Exercise description — Reproduce the stretch of the Eos merger announcement from "About Eos Energy" through "or more businesses.", swapping "lithium-ion" for "lead-acid".

Quoted passage —
The business combination is expected to close on November 16, 2020, subject to the satisfaction of all closing conditions. Upon the closing of the business combination, the Company will be renamed “Eos Energy Enterprises, Inc.” and the Company will delist its units, shares of common stock and warrants from the New York Stock Exchange. The post-business combination company’s common stock and warrants are expected to begin trading on November 17, 2020 on Nasdaq under ticker symbol “EOSE” and “EOSEW”, respectively.
“We thank our financial partners and stockholders for their support in this transaction” said Dan Shribman, Chief Executive Officer of BMRG and Chief Investment Officer of RILY. “We look forward to Eos’s continued growth during this exciting time in the energy storage market.”
About Eos Energy Storage LLC
At Eos, we are on a mission to accelerate clean energy by deploying stationary storage solutions that can help deliver the reliable and cost-competitive power that the market expects in a safe and environmentally sustainable way. Eos has been pursuing this opportunity since 2008 when it was founded. Eos has more than 10 years of experience in battery storage testing, development, deployment, and operation. The Eos Aurora® system integrates Eos’ aqueous, Znyth® technology to provide a safe, scalable, and sustainable alternative to lithium-ion. https://eosenergystorage.com
About B. Riley Principal Merger Corp. II
BMRG was formed for the purpose of effecting a merger, share exchange, asset acquisition, share purchase, reorganization or similar business combination with one or more businesses.

Data section —
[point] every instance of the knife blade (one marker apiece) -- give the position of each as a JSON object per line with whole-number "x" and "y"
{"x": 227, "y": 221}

Solution to the exercise —
About Eos Energy Storage LLC
At Eos, we are on a mission to accelerate clean energy by deploying stationary storage solutions that can help deliver the reliable and cost-competitive power that the market expects in a safe and environmentally sustainable way. Eos has been pursuing this opportunity since 2008 when it was founded. Eos has more than 10 years of experience in battery storage testing, development, deployment, and operation. The Eos Aurora® system integrates Eos’ aqueous, Znyth® technology to provide a safe, scalable, and sustainable alternative to lead-acid. https://eosenergystorage.com
About B. Riley Principal Merger Corp. II
BMRG was formed for the purpose of effecting a merger, share exchange, asset acquisition, share purchase, reorganization or similar business combination with one or more businesses.